▶ [Required work]: Reproduce the lines starting at the first one and ending at the line containing "point(408, 66)", shifting every answer coordinate by -41 and leaving all other numbers as they are.

▶ [Record set]:
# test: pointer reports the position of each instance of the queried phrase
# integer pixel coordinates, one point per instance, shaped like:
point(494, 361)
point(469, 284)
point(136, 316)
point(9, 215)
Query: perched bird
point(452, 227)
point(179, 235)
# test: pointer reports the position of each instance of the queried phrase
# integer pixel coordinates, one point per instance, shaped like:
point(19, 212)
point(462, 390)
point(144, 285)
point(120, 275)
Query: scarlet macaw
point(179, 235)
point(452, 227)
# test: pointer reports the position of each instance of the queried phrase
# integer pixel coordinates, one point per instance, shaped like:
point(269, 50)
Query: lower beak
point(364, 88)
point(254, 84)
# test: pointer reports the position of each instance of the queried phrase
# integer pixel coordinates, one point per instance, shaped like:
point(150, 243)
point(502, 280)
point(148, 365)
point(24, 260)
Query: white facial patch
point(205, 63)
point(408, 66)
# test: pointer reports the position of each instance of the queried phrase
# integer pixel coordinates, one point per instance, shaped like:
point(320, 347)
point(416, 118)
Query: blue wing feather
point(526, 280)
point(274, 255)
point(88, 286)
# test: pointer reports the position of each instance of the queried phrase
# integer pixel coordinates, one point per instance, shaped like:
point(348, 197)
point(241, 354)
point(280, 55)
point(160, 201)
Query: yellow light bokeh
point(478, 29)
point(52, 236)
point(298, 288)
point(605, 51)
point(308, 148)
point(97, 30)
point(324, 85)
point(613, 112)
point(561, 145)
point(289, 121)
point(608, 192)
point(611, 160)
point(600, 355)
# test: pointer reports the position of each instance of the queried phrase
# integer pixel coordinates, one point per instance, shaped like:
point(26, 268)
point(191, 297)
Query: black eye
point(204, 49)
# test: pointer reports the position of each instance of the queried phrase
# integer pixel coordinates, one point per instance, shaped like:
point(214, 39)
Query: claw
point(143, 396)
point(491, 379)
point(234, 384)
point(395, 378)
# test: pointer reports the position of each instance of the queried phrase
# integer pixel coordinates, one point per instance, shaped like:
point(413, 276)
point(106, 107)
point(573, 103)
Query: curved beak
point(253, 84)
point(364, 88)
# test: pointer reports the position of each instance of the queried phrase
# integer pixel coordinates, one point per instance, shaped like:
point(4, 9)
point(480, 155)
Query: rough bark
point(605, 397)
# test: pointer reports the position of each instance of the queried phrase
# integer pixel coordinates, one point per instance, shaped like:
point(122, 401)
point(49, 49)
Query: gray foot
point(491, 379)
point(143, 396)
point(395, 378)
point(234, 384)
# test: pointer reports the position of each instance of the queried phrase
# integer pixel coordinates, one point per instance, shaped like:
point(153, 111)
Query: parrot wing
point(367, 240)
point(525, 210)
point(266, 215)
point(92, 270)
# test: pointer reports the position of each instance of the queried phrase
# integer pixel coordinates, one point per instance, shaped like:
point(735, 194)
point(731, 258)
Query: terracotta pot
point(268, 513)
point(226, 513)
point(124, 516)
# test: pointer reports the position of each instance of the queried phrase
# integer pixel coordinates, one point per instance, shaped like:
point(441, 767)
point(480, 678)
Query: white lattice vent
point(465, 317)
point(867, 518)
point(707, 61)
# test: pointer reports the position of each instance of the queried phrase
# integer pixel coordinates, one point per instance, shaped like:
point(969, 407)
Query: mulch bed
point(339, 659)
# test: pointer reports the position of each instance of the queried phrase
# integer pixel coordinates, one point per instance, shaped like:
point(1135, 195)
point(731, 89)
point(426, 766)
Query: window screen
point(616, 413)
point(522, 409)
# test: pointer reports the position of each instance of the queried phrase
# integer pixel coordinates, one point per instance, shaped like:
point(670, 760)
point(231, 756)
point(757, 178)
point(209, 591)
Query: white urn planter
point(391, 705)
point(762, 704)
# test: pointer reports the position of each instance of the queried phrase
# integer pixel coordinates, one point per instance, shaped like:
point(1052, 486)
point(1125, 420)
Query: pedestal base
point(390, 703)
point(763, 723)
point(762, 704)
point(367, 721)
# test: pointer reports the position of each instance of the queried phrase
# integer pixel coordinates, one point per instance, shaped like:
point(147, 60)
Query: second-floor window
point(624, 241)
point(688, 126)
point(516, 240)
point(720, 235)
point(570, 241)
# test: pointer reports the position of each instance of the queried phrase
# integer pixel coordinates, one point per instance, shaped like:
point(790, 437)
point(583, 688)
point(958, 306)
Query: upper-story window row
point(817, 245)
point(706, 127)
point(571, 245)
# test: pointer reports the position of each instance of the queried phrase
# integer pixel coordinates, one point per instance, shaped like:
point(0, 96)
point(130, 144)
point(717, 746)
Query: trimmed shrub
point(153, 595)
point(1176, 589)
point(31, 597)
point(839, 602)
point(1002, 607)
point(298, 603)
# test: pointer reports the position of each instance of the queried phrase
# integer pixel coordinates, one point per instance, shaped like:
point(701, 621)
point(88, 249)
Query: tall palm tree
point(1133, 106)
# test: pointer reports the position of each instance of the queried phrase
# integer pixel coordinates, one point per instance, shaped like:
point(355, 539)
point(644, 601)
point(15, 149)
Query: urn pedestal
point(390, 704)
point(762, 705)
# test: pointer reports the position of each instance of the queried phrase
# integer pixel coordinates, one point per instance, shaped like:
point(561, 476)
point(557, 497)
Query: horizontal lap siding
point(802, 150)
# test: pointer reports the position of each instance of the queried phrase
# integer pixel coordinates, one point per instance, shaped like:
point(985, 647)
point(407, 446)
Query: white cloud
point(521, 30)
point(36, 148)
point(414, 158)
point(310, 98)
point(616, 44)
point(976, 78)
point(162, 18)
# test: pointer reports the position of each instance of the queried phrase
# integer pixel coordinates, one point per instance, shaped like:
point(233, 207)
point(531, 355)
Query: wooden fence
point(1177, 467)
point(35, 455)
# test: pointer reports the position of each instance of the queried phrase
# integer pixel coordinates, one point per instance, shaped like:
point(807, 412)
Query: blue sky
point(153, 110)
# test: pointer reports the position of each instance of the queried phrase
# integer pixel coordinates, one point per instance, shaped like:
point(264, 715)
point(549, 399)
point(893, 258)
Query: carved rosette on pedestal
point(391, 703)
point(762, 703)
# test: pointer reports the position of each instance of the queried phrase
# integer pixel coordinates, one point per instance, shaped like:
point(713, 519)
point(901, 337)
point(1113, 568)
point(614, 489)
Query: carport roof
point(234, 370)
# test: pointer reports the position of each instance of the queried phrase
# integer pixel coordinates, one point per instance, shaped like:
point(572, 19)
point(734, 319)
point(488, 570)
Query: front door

▶ [Result below]:
# test: pointer reports the position of each instance of the queried phrase
# integer pixel coordinates, one point per instance, shaped like:
point(494, 361)
point(469, 284)
point(136, 316)
point(9, 215)
Query: perched bird
point(411, 186)
point(138, 194)
# test: pointer reports the position of each instance of the queried phrase
# integer pixel coordinates, one point per instance, shaped like:
point(19, 212)
point(462, 390)
point(144, 285)
point(120, 275)
Query: scarlet macaw
point(138, 194)
point(411, 186)
# test: pointer reports the position of each instance of the queried phrase
# integer pixel coordinates, one point per instance, shaped like:
point(269, 50)
Query: lower beak
point(323, 47)
point(213, 43)
# test: pointer reports the position of each instance of the queried phrase
# integer pixel coordinates, one point per instance, shaped like:
point(150, 243)
point(502, 280)
point(148, 365)
point(24, 260)
Query: white facial patch
point(164, 22)
point(367, 25)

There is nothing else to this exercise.